Consigne A >> Indiquez si chacune des affirmations suivantes concorde avec le texte choisi, en répondant par oui ou non et en citant mot pour mot le passage décisif. (i) Les Hurons-Wendat désignaient les « Yroquet » sous le nom d’Onontchataronons. (ii) L’auteur du compte rendu partage l’optimisme de Viau quant aux données génétiques tirées d’ossements humains. (iii) Selon Viau, le village d’Hochelaga se trouvait au nord du mont Royal.
Consigne B >> Reproduisez le passage du texte choisi compris entre « Enfin, la troisième » et « raviver cet autre débat. », bornes incluses.

Texte choisi >>
La deuxième des trois grandes thèses que défend Viau dans son livre est nettement plus convaincante, et aussi passionnante qu’intrigante. Elle concerne les « Yroquet », ethnonyme aux étranges consonances iroquoiennes pour désigner une nation algonquine de la vallée de l’Outaouais. Les Hurons-Wendat les nommaient pour leur part Onontchataronons, qui signifierait « Habitants de la Montagne », en référence au mont Royal selon Viau. Ce dernier dissèque aussi trois mentions distinctes des jésuites Barthélemy Vimont et Jérôme Lalement, rappelant toutes trois que les ancêtres des Onontchataronons cultivaient autrefois les sols autour du mont Royal. La conclusion de Viau est claire et nette : les Onontchataronons formaient une société hybride ayant accueilli un fort contingent d’Iroquoiens du Saint-Laurent, après leur dispersion de la vallée laurentienne. Les Relations des Jésuites rapportent d’ailleurs que certains Kichesipirinis et Weskarinis auraient eux aussi jadis habité l’île de Montréal, et la présence d’artefacts aux styles typiques des Iroquoiens du Saint-Laurent dans la région appuient également cette hypothèse. Par conséquent, il devient manifeste que les Anishinaabeg (Algonquins) étaient en meilleure posture que toute autre nation autochtone pour revendiquer la région de Montréal comme territoire ancestral, selon Viau – une hypothèse qui ne manquera pas d’alimenter le débat récurrent, et combien sensible, à ce sujet. L’auteur a raison d’espérer que de futures recherches archéologiques en Outaouais permettront sans doute d’éclairer cette question, et une initiative en ce sens est d’ailleurs déjà en cours d’élaboration. Je ne suis pas aussi optimiste que lui, cependant, concernant les données génétiques tirées d’ossements humains provenant de sites archéologiques, car elles ne permettent que très rarement d’y reconnaître des identités ethniques ou culturelles précises, malheureusement.

Enfin, la troisième thèse au coeur de cet ouvrage stipule, sur la base de données géographiques, historiques, toponymiques et archéologiques, que le fameux village d’Hochelaga ne se situait ni au sud, ni au nord du mont Royal, comme le voudraient les deux hypothèses dominantes, mais à l’ouest ou, plus précisément, au sud-ouest, c’est-à-dire dans le secteur de Westmount et du chemin de la Côte-des-Neiges. Cette hypothèse peut sembler tout aussi plausible que les deux précédentes, mais en attendant que l’une ou l’autre soit confirmée, celle de Viau ne manquera pas raviver cet autre débat.

Données affichées >>
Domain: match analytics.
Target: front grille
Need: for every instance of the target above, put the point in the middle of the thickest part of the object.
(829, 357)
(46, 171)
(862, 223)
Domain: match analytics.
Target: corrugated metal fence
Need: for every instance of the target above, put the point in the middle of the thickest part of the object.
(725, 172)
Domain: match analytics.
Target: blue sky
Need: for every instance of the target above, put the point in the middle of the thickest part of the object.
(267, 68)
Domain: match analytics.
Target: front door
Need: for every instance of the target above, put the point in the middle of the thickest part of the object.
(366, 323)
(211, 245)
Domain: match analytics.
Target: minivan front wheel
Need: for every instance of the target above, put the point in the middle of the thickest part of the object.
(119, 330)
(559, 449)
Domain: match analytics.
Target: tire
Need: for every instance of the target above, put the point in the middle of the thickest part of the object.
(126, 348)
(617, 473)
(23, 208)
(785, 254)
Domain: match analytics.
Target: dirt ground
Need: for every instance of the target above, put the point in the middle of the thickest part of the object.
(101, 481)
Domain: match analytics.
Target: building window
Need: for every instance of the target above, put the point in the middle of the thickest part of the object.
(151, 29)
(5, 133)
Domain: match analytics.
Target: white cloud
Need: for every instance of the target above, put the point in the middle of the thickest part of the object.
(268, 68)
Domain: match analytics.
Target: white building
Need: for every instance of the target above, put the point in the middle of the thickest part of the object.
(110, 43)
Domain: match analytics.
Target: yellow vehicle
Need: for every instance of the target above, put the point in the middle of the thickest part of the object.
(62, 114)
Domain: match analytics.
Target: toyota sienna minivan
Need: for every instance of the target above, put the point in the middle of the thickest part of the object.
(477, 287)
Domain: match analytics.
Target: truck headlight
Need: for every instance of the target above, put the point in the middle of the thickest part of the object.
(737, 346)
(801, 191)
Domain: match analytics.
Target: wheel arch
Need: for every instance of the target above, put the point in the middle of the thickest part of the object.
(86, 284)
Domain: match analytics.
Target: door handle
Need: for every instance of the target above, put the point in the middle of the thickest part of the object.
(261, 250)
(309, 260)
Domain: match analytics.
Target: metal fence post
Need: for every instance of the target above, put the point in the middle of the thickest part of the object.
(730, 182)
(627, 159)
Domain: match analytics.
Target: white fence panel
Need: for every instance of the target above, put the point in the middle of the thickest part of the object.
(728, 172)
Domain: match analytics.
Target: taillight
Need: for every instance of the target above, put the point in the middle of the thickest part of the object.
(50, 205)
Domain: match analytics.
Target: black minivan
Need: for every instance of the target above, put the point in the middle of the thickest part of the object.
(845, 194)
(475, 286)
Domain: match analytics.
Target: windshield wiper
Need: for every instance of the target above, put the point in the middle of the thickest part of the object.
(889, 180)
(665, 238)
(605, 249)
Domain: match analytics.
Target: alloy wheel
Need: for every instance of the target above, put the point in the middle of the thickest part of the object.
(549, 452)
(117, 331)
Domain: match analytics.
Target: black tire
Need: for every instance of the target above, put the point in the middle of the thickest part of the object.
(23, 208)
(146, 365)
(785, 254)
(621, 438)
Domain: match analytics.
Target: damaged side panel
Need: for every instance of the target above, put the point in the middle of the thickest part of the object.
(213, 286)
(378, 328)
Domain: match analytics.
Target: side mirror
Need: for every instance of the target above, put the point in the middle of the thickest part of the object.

Réponse A >>
(i) Oui : « Les Hurons-Wendat les nommaient pour leur part Onontchataronons »
(ii) Non : « Je ne suis pas aussi optimiste que lui, cependant, concernant les données génétiques tirées d’ossements humains »
(iii) Non : « le fameux village d’Hochelaga ne se situait ni au sud, ni au nord du mont Royal »

Réponse B >>
Enfin, la troisième thèse au coeur de cet ouvrage stipule, sur la base de données géographiques, historiques, toponymiques et archéologiques, que le fameux village d’Hochelaga ne se situait ni au sud, ni au nord du mont Royal, comme le voudraient les deux hypothèses dominantes, mais à l’ouest ou, plus précisément, au sud-ouest, c’est-à-dire dans le secteur de Westmount et du chemin de la Côte-des-Neiges. Cette hypothèse peut sembler tout aussi plausible que les deux précédentes, mais en attendant que l’une ou l’autre soit confirmée, celle de Viau ne manquera pas raviver cet autre débat.